§ **YOUR ASSIGNMENT**:
Return the data that follows exactly as it appears. Pictures do not belong in the copy.

§ **PROVIDED RECORDS**:

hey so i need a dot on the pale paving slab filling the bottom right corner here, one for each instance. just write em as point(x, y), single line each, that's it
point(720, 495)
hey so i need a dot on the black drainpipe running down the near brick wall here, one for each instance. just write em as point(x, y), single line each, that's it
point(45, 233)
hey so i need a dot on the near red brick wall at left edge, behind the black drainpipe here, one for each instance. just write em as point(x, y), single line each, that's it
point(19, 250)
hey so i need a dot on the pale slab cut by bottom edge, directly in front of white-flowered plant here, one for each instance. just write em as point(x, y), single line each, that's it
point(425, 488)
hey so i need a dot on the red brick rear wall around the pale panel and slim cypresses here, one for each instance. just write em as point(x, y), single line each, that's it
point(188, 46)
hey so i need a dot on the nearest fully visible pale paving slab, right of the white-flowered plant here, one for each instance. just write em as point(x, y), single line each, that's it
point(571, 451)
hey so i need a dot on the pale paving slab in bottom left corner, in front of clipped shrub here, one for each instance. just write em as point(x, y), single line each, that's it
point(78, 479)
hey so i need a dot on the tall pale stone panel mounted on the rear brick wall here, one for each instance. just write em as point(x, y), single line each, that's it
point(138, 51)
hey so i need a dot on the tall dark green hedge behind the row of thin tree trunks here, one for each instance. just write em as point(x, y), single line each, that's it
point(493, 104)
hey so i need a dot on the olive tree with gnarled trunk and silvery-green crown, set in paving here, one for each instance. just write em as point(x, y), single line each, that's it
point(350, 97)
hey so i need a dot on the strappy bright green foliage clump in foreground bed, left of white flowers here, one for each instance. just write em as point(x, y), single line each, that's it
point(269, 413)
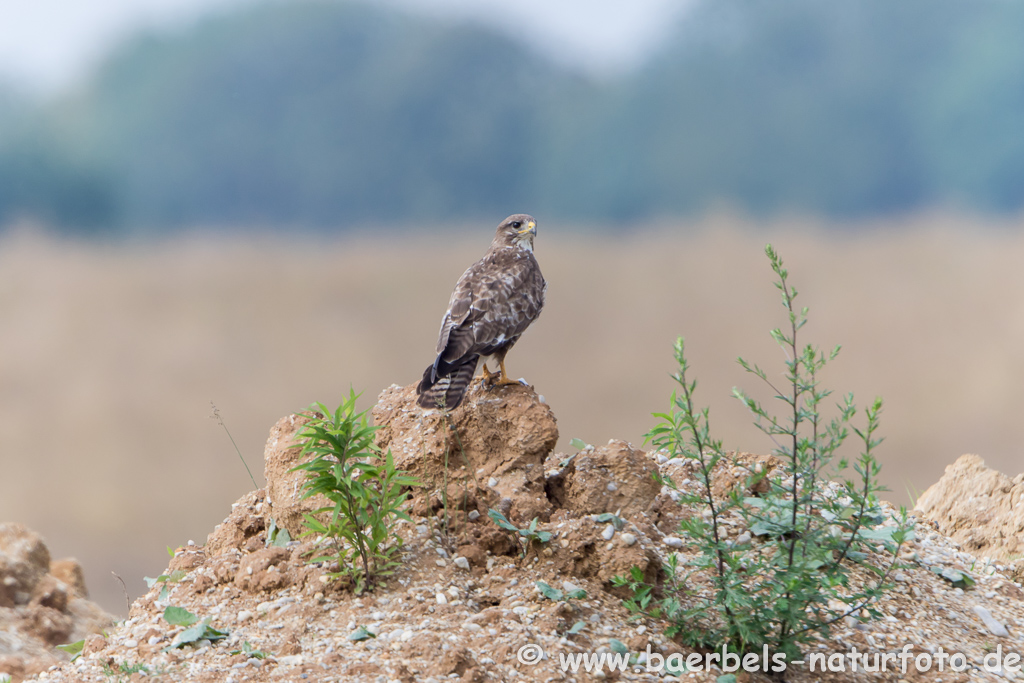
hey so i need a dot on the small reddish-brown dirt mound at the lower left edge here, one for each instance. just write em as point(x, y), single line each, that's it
point(44, 604)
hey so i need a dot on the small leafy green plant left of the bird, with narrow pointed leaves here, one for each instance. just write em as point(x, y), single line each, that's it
point(364, 488)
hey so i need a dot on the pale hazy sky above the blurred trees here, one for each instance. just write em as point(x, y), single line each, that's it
point(47, 45)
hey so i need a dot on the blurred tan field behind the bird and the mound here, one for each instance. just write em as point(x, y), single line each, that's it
point(110, 356)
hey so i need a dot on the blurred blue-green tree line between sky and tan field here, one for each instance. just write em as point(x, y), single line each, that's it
point(328, 115)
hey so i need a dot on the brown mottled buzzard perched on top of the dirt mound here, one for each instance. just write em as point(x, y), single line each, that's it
point(493, 305)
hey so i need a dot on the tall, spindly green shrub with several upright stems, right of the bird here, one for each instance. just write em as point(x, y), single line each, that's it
point(813, 558)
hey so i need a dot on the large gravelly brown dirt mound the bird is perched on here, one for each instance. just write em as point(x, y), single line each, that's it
point(465, 605)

§ **TASK RESULT**:
hey so i need a dot on the pale paving slab filling the bottom right corner here, one for each instance. just write em as point(x, y), single line each, that's it
point(720, 495)
hey so i need a dot on the black drainpipe running down the near brick wall here, one for each instance. just write em as point(x, y), single line each, that's it
point(45, 233)
hey so i need a dot on the near red brick wall at left edge, behind the black drainpipe here, one for each instance. just write em as point(x, y), single line each, that's it
point(19, 250)
hey so i need a dot on the pale slab cut by bottom edge, directly in front of white-flowered plant here, one for each instance. just write em as point(x, y), single line each, that's it
point(425, 488)
hey so i need a dot on the red brick rear wall around the pale panel and slim cypresses here, one for each instance. just write em as point(x, y), single line each, that's it
point(188, 46)
hey so i need a dot on the nearest fully visible pale paving slab, right of the white-flowered plant here, one for each instance. just write em as point(x, y), single line each, that's it
point(571, 451)
hey so i need a dot on the pale paving slab in bottom left corner, in front of clipped shrub here, one for each instance. just write em as point(x, y), single line each, that's it
point(78, 479)
hey so i need a dot on the tall pale stone panel mounted on the rear brick wall here, one for each instance. just write em as point(x, y), single line each, that's it
point(138, 51)
hey so i need a dot on the tall dark green hedge behind the row of thin tree trunks here, one for each instance. just write em as point(x, y), single line each, that's it
point(493, 104)
hey so i need a dot on the olive tree with gnarled trunk and silvery-green crown, set in paving here, one for each instance. just write em as point(x, y), single line each, that's it
point(350, 97)
hey so i need a dot on the strappy bright green foliage clump in foreground bed, left of white flowers here, one for each instance. just write em as point(x, y), single line each, that's it
point(269, 413)
hey so i need a dot on the small reddish-brown dirt mound at the lower left edge here, one for each instance. just write em as point(x, y), single line each, that's it
point(44, 604)
hey so i need a dot on the small leafy green plant left of the bird, with narrow pointed leaves here, one for each instance. just write em as point(x, y), single line each, that's it
point(364, 488)
hey so i need a dot on the pale hazy sky above the blurred trees here, one for each instance. just write em as point(x, y), single line each, that's it
point(47, 45)
hey so i need a dot on the blurred tan field behind the bird and the mound here, one for each instance. just write em as point(x, y), single line each, that's it
point(110, 356)
hey so i need a dot on the blurred blue-green tree line between sky and tan field here, one for each instance. just write em as point(x, y), single line each, that's it
point(328, 115)
hey so i need a dot on the brown mottled buzzard perched on top of the dirt mound here, one for each instance. just write em as point(x, y), single line each, that's it
point(493, 305)
hey so i need a dot on the tall, spindly green shrub with several upright stems, right of the bird here, one for each instance. just write em as point(x, y), single line each, that's it
point(813, 558)
hey so i need a dot on the large gravelly brown dirt mound the bird is perched on here, one for each instance. just write em as point(x, y), single line each, that's it
point(465, 605)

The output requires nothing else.